TASK DESCRIPTION
Whenever a line below holds the word "arch", count it; then give the total and nothing else.

Stored items from a collection
▬▬▬

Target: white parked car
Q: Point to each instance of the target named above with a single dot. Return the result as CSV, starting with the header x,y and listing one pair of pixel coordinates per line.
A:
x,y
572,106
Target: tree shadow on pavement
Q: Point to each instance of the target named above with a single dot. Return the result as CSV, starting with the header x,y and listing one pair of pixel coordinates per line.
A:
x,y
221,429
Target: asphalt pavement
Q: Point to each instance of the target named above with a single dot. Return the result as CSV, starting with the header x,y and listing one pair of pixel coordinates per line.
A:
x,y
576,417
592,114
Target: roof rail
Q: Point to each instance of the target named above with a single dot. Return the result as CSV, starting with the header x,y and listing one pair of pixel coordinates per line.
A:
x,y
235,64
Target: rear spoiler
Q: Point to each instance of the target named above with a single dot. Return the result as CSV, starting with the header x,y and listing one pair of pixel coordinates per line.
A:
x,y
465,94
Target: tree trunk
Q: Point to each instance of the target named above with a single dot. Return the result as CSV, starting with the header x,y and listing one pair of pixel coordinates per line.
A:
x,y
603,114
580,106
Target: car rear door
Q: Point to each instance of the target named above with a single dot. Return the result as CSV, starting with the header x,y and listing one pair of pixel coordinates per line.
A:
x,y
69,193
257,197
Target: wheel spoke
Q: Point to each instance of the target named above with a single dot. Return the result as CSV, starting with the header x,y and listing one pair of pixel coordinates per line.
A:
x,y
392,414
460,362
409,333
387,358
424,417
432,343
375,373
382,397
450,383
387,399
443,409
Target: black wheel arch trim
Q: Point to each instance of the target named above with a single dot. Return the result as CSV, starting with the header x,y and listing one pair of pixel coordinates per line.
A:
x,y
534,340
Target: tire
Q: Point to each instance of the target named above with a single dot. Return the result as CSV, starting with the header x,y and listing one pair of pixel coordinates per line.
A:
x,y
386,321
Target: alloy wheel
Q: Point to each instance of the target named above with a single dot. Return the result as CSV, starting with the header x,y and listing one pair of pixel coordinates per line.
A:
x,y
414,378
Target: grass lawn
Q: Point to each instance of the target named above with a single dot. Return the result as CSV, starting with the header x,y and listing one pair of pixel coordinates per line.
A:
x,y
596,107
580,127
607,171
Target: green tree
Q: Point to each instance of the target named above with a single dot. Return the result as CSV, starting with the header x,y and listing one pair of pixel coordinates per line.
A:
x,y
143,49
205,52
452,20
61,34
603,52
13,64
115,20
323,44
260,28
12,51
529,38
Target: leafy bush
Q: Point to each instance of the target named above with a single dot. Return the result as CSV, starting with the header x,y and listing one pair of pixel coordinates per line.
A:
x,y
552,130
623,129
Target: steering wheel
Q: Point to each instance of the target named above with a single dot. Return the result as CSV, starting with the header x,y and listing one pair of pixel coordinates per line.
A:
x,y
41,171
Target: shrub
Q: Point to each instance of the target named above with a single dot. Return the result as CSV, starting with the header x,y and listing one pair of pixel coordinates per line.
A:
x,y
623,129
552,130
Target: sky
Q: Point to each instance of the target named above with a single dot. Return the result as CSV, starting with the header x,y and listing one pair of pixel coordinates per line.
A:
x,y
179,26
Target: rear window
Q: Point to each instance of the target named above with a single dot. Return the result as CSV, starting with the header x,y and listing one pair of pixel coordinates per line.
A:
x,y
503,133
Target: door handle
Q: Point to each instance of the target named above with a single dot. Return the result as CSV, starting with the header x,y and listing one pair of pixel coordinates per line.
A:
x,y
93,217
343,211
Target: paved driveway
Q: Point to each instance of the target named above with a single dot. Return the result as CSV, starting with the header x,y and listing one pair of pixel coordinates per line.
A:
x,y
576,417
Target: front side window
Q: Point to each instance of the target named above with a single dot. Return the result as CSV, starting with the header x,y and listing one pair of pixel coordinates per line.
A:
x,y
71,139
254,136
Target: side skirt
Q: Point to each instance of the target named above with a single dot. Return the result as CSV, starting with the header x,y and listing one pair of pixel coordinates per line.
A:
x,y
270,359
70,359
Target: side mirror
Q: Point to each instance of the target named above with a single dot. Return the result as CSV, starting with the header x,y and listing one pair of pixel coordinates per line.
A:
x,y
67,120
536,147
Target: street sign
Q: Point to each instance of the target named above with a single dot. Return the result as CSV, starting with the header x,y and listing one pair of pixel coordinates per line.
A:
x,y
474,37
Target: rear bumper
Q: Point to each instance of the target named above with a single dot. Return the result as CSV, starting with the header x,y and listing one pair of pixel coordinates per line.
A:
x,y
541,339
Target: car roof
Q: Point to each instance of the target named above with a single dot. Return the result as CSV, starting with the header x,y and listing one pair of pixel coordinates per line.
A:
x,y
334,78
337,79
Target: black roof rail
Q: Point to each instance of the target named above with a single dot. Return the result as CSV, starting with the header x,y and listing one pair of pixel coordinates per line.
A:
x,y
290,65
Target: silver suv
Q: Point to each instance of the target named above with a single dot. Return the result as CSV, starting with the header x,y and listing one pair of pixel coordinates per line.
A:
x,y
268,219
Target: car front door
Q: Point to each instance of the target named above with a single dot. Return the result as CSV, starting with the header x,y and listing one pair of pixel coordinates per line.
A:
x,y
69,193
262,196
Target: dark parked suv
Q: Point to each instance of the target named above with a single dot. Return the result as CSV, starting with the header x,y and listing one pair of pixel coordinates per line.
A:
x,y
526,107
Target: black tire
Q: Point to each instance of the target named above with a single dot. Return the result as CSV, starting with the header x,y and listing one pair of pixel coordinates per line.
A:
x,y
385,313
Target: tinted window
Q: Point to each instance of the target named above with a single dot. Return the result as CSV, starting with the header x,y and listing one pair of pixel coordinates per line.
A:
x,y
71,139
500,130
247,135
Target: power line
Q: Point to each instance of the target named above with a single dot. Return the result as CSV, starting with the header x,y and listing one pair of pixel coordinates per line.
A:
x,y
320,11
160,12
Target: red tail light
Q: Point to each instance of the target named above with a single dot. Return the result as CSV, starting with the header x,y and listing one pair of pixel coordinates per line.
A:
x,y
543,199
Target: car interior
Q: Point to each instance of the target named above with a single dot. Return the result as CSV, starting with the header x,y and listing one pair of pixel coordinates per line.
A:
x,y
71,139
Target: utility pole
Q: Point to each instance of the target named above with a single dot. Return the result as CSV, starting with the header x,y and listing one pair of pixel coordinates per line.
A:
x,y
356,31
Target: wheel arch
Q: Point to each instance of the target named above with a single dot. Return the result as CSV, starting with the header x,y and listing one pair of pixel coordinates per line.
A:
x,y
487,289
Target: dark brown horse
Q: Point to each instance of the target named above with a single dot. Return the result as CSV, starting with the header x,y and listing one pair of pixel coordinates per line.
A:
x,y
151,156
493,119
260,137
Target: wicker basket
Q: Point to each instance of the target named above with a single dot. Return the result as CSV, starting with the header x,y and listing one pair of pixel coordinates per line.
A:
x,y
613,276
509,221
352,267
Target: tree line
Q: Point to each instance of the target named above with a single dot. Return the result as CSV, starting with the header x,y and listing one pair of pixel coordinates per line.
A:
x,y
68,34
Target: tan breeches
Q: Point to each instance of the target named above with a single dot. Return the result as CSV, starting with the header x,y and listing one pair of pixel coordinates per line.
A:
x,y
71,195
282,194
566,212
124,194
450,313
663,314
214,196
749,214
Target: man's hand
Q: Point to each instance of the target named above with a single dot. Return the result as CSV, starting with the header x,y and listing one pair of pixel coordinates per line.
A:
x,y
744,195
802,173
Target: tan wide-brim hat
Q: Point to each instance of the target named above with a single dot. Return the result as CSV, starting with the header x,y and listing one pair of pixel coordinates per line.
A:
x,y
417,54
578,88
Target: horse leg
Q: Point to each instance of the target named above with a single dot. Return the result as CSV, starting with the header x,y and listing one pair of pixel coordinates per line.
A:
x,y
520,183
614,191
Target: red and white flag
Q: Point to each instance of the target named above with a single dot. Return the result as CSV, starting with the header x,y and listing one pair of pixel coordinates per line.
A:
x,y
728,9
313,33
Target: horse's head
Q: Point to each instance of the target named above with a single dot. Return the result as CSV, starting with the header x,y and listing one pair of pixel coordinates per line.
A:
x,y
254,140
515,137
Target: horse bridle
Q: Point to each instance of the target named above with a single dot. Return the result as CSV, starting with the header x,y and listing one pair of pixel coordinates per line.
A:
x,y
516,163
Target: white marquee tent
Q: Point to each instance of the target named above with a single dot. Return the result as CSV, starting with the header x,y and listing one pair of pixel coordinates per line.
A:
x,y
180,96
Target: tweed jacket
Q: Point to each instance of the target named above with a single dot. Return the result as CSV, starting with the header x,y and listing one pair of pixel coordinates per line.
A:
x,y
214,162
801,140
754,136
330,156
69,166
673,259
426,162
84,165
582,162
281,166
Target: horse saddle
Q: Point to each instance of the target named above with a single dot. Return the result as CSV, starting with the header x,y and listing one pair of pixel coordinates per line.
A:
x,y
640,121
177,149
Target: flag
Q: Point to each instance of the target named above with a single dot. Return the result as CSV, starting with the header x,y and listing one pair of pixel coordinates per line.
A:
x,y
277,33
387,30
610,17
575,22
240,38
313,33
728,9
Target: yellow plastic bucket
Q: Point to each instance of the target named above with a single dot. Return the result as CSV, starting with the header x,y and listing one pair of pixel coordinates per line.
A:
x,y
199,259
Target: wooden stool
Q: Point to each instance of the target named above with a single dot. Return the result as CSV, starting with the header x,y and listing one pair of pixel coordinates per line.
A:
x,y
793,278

▬▬▬

ANSWER BOX
2